Data extracted from a collection:
--- --- ---
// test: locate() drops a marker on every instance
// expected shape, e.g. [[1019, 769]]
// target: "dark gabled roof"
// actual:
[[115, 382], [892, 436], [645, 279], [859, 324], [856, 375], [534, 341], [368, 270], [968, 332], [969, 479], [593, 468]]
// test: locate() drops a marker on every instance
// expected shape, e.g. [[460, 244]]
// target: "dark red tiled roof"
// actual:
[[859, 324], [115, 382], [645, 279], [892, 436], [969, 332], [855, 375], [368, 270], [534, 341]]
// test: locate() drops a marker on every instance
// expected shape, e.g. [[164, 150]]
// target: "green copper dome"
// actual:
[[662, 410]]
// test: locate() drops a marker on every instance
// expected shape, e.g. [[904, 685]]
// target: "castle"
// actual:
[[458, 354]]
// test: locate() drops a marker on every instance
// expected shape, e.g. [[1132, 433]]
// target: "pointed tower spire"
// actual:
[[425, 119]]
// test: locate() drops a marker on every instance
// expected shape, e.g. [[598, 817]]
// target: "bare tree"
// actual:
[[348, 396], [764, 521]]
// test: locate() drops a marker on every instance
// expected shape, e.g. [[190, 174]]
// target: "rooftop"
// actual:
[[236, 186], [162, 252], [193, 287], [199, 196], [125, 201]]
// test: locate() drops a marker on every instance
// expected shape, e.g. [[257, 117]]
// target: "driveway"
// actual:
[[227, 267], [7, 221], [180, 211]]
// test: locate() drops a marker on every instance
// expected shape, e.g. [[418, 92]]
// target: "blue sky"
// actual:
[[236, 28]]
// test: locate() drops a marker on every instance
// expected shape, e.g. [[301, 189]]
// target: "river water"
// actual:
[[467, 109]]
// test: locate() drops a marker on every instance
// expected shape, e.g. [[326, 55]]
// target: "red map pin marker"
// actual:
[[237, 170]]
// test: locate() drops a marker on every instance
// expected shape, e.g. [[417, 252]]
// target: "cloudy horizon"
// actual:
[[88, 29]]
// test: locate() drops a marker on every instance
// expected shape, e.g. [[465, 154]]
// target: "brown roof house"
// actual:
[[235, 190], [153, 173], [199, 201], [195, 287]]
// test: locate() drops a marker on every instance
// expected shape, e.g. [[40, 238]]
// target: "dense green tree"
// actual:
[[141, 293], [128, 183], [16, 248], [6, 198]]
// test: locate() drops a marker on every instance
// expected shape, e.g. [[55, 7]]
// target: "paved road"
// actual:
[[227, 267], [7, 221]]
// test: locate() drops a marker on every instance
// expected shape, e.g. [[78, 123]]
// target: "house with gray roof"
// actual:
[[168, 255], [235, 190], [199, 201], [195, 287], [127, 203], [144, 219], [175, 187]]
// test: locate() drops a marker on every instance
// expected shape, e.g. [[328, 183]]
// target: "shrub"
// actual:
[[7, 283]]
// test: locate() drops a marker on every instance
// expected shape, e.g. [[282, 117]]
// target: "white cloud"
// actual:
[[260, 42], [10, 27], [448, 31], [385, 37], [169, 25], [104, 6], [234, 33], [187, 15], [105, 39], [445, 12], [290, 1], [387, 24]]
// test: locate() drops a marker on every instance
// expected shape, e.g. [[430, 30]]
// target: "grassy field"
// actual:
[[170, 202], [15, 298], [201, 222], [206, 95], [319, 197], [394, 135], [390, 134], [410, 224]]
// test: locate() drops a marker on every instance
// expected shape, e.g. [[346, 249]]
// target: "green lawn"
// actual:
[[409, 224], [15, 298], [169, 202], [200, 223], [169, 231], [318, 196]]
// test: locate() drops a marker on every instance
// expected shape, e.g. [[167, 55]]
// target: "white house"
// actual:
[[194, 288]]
--- --- ---
PROBLEM REQUIREMENTS →
For this exercise, gather every line of the data that contains the word "green".

REPLY TO THE TASK →
// target: "green copper dome"
// target: "dense green tree"
// target: "green lawn"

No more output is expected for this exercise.